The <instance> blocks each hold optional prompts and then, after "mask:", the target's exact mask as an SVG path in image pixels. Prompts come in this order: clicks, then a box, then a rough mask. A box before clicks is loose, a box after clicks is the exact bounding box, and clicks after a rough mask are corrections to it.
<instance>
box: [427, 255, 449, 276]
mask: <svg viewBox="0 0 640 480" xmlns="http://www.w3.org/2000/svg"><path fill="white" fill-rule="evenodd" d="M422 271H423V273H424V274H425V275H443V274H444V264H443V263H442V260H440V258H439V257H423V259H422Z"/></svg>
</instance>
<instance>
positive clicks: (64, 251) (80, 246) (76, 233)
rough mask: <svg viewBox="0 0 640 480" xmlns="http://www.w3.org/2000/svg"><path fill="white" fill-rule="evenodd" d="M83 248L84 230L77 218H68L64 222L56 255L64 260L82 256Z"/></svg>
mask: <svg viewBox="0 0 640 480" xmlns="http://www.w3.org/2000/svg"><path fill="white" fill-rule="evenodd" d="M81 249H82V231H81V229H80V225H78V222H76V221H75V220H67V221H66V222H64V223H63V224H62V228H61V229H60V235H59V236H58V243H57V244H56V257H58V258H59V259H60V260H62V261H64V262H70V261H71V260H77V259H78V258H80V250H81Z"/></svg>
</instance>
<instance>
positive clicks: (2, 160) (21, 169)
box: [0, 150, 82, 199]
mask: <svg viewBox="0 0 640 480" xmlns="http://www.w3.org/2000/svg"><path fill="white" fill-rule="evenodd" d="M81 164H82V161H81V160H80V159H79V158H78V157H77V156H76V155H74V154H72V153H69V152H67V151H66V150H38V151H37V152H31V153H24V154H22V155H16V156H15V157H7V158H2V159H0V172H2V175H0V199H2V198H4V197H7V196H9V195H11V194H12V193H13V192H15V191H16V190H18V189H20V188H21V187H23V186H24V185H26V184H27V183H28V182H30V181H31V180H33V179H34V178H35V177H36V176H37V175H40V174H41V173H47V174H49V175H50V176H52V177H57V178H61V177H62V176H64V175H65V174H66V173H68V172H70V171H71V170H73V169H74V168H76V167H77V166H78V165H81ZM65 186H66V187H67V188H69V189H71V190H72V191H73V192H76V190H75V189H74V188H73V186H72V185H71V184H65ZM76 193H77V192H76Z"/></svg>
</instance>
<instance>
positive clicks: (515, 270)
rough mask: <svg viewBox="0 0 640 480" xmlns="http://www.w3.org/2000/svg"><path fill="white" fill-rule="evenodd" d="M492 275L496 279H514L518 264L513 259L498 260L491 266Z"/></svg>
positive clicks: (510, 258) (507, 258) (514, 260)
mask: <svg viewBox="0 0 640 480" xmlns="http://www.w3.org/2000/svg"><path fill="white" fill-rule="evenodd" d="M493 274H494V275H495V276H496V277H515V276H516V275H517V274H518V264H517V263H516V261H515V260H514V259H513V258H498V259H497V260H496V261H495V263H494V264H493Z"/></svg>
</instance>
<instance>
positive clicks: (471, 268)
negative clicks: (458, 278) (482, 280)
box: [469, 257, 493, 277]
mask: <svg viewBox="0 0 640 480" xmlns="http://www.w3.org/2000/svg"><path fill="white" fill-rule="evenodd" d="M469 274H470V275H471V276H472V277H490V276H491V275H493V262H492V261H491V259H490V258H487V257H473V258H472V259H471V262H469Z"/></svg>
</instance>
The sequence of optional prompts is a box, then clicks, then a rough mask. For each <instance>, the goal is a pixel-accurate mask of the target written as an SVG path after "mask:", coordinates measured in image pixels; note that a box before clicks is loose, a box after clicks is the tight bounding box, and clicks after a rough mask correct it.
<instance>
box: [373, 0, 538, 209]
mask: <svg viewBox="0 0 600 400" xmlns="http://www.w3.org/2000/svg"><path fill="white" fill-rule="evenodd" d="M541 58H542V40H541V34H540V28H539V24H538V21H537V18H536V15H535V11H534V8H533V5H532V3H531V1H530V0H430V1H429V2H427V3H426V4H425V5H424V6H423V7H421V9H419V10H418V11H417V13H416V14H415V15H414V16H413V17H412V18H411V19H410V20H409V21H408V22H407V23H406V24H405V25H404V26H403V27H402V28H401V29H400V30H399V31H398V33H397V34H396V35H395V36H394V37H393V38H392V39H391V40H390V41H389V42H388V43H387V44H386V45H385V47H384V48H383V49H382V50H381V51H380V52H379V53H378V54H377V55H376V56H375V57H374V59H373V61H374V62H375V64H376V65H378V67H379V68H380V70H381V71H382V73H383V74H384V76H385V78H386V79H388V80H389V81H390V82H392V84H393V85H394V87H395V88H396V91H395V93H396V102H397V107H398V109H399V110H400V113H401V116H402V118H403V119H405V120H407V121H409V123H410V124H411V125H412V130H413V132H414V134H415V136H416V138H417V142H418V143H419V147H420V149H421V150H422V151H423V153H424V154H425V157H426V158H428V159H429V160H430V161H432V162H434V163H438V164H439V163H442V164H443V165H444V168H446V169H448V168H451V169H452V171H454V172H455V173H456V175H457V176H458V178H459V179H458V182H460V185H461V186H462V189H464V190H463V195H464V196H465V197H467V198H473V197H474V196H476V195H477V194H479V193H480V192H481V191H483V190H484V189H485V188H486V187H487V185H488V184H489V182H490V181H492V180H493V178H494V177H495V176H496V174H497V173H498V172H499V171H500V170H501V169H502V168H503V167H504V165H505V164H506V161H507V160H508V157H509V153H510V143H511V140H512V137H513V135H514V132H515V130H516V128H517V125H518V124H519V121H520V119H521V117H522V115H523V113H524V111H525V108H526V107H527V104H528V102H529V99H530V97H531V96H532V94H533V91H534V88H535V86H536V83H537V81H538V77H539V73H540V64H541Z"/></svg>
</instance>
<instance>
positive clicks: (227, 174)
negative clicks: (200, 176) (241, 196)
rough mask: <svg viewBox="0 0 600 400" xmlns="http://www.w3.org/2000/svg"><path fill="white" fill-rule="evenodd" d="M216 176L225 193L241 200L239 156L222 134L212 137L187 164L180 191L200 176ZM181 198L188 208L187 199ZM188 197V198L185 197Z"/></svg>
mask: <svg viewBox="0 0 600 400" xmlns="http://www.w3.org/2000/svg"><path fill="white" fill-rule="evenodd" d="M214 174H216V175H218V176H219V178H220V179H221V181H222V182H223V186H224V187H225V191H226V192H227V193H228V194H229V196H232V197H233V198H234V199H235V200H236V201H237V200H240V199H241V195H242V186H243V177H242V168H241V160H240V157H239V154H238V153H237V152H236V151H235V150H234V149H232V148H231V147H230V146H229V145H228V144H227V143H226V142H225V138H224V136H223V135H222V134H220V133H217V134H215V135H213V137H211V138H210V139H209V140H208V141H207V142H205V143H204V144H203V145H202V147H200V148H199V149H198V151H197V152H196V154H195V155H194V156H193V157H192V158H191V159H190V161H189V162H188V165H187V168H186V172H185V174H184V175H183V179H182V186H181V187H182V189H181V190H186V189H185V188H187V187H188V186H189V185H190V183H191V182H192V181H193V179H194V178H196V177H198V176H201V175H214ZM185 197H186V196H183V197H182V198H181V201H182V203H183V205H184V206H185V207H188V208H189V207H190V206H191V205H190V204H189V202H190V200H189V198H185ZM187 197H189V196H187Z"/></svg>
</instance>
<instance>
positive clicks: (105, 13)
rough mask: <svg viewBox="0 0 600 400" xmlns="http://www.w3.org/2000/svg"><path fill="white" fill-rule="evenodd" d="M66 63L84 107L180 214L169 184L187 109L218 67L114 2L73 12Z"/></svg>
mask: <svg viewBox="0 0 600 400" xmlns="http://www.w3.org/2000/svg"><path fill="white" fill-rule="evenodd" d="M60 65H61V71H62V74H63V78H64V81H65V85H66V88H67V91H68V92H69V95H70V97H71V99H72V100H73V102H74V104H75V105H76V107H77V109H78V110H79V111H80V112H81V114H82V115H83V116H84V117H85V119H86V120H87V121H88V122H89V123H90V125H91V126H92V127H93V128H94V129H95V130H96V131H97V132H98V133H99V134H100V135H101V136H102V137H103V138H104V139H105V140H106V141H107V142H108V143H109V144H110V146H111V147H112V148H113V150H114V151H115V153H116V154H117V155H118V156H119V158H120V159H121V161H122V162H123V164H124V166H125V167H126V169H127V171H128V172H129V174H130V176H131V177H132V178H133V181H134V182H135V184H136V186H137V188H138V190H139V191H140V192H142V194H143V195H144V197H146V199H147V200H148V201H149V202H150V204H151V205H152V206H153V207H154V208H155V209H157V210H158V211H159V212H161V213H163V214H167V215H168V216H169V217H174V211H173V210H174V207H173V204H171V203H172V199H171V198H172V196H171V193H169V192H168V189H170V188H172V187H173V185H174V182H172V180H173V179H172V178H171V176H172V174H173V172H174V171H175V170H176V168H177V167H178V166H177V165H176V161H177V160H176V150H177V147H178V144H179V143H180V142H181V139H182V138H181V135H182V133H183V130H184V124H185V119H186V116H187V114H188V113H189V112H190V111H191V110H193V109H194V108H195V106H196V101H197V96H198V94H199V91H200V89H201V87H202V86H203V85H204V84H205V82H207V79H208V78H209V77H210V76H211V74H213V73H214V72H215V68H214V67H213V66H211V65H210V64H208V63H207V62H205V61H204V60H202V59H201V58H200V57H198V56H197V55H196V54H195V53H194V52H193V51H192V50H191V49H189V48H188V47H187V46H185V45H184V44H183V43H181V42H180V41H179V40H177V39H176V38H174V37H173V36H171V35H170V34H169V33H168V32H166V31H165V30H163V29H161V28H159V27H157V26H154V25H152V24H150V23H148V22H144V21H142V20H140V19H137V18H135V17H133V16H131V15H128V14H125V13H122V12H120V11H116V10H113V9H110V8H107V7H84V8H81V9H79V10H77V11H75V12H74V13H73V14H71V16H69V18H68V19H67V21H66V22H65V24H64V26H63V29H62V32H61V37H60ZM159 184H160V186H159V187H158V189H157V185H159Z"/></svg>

* * * * * * * * *

▶ **Task objective**:
Copy every line above that contains the string "after", matching case exactly.

▶ **Exercise solution**:
The <instance> blocks each hold optional prompts and then, after "mask:", the target's exact mask as an SVG path in image pixels. Prompts come in this order: clicks, then a box, then a rough mask. A box before clicks is loose, a box after clicks is the exact bounding box, and clicks after a rough mask are corrections to it.
The sequence of optional prompts is a box, then clicks, then a rough mask. For each <instance>, the goal is a pixel-accurate mask of the target written as an SVG path after "mask:", coordinates measured in image pixels; note that a box before clicks is loose, a box after clicks is the tight bounding box, and clicks after a rough mask correct it.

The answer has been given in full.